Coordinate annotation records:
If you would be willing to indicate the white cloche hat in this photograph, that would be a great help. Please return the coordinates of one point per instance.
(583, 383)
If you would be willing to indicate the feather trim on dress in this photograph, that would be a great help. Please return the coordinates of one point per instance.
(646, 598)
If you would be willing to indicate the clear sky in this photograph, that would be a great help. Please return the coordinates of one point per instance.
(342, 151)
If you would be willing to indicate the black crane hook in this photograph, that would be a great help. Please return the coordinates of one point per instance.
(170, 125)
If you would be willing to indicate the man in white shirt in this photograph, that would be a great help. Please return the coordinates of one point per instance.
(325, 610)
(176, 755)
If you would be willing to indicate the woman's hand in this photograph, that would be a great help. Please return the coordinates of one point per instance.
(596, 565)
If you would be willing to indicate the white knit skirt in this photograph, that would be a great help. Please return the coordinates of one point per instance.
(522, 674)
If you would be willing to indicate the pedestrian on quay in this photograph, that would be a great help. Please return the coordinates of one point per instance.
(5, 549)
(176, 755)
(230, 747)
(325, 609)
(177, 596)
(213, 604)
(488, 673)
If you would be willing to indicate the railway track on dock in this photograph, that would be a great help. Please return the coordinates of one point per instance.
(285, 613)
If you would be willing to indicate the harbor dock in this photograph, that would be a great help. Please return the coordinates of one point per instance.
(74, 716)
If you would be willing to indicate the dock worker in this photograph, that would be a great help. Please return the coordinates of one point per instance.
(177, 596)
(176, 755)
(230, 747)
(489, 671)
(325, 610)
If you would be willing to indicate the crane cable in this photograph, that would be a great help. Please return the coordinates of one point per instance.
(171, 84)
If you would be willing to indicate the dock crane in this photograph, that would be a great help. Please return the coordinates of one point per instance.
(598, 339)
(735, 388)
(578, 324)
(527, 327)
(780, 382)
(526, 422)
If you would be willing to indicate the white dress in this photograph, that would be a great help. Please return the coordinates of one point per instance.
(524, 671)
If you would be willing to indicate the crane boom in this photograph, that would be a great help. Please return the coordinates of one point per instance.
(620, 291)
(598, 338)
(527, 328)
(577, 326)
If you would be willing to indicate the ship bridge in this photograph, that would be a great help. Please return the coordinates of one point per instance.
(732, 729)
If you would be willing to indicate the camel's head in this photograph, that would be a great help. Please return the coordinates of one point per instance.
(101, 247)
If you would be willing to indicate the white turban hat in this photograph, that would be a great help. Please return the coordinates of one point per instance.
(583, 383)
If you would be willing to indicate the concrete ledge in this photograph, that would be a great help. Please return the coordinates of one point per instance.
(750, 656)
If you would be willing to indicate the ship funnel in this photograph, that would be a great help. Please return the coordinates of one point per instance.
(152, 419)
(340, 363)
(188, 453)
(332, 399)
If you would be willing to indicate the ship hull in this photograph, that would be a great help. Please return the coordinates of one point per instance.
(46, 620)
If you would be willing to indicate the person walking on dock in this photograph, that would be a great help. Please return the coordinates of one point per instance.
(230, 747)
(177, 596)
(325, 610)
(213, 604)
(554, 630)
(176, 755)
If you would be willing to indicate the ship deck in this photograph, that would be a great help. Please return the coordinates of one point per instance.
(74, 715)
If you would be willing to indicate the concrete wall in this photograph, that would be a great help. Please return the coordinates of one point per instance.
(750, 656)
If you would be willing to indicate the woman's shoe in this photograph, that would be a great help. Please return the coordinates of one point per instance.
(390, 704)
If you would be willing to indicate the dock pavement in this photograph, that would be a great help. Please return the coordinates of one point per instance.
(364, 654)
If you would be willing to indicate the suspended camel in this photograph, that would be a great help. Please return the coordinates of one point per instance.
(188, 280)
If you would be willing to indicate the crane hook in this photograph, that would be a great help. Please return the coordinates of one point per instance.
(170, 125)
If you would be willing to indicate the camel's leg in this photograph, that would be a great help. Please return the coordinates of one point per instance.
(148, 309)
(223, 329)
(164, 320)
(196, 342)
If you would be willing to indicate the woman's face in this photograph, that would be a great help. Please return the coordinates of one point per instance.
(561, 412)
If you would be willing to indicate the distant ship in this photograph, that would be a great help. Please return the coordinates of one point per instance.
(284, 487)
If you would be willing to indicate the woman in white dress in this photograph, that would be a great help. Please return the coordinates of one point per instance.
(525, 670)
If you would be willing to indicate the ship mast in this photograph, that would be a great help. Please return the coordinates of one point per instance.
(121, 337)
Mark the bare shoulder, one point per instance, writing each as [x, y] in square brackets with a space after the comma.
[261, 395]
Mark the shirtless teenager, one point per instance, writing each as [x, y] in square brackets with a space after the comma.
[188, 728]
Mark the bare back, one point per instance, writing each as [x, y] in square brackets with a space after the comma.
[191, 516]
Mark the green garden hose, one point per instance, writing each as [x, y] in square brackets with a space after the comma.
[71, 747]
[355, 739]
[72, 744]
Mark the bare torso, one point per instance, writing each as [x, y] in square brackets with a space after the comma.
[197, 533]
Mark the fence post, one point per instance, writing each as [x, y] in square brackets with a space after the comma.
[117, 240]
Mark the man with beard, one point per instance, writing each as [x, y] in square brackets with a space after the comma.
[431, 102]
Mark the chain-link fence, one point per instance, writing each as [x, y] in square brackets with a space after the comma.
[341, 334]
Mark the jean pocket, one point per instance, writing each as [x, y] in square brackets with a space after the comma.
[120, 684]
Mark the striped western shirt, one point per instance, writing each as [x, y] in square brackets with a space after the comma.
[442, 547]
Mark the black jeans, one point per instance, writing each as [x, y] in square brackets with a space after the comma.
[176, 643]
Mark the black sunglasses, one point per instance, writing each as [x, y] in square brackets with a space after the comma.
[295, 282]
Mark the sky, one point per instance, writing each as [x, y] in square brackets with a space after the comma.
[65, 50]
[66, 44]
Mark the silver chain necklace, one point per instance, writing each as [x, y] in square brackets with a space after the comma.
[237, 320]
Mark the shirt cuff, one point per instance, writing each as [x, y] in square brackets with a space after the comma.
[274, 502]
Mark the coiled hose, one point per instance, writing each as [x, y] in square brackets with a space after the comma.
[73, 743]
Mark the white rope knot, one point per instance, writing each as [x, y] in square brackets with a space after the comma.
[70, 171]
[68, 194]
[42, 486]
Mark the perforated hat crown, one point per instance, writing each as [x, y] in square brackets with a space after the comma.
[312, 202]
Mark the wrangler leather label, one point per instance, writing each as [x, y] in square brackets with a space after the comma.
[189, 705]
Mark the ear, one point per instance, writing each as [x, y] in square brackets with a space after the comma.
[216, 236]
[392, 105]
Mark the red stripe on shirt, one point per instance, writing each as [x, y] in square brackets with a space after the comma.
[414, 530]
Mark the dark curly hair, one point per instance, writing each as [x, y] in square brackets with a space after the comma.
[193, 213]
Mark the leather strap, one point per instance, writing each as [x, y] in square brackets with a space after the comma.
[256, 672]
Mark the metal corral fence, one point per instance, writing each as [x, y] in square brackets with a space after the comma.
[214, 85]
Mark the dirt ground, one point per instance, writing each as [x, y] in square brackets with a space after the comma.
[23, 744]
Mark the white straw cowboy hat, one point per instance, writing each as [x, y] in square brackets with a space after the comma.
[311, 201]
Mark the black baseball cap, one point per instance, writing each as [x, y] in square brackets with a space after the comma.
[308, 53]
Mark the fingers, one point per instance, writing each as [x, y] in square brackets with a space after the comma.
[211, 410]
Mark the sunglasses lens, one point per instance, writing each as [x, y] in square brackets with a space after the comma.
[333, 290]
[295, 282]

Task requirements: Beginning with the line that contains "Mark the shirt cuff, one", repeat every line through the end of the records and nothing more.

The answer:
Mark the shirt cuff, one point per instance, writing each as [x, y] in square brackets with a space after the comma.
[274, 502]
Mark the coiled hose, one point per instance, writing each as [x, y] in square brackets with a space after the comma.
[73, 743]
Mark the white rope knot, one point per instance, writing each as [x, y] in square brackets with a space after the comma.
[70, 171]
[68, 194]
[42, 486]
Mark the perforated hat crown, one point per instance, writing each as [x, y] in square brackets with a space after the comma.
[312, 202]
Mark the wrangler leather label, one point per instance, writing each as [x, y] in square brackets with a space after the comma.
[189, 705]
Mark the ear, one point per instance, writing each as [x, y] in square brackets with a space after the comma.
[216, 236]
[392, 105]
Mark the red stripe on shirt, one point per instance, writing each as [x, y] in square brackets with a space after the comma.
[414, 530]
Mark the dark curly hair, one point per instance, writing each as [x, y] in square brackets with a space after the comma.
[193, 213]
Mark the leather strap, one point per instance, writing each as [x, y] in square brackets with a space after the comma.
[256, 672]
Mark the metal corral fence, one point per instance, writing each as [x, y] in square brackets with a space after the comma.
[214, 85]
Mark the dirt ground, one point per instance, writing each as [x, y] in square brackets with a space after the comma.
[23, 744]
Mark the white straw cowboy hat, one point per instance, writing each as [x, y] in square brackets with a space after the comma.
[311, 201]
Mark the black baseball cap, one point per instance, writing each as [x, y] in square brackets with a space after the comma.
[308, 53]
Mark the fingers, one point per instance, writing each as [x, y] in square brackets with a space after the comma.
[211, 410]
Mark the sunglasses lens, one point per instance, writing each as [x, y] in square brackets with a space after the comma.
[333, 290]
[295, 282]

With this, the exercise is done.